About this exercise
Report only the number of lines that contain the string "test" in the records below.

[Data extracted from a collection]
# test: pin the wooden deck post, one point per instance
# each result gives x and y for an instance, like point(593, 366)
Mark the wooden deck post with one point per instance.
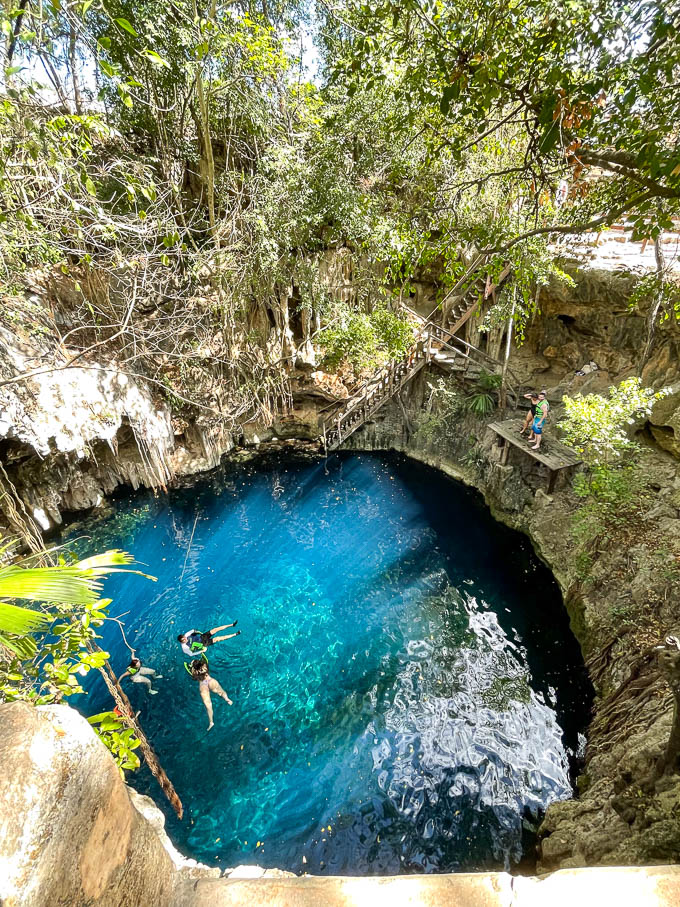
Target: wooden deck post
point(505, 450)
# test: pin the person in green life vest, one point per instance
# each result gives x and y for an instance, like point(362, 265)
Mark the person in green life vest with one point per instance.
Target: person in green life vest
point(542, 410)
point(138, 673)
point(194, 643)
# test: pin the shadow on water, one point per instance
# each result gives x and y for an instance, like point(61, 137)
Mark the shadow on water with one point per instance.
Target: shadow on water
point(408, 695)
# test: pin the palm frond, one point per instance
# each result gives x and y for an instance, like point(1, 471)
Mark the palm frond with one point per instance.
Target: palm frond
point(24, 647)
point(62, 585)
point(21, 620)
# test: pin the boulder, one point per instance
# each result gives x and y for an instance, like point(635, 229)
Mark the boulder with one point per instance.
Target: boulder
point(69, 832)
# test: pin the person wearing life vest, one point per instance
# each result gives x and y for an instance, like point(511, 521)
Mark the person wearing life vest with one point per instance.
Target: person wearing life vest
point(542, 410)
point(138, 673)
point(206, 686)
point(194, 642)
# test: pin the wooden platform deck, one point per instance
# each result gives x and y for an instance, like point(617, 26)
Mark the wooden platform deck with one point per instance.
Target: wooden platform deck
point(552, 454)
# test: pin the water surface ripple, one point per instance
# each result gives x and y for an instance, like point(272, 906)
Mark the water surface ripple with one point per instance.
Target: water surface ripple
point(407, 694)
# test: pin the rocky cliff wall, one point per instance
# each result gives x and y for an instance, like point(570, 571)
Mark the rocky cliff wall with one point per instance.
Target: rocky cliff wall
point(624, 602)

Expected answer
9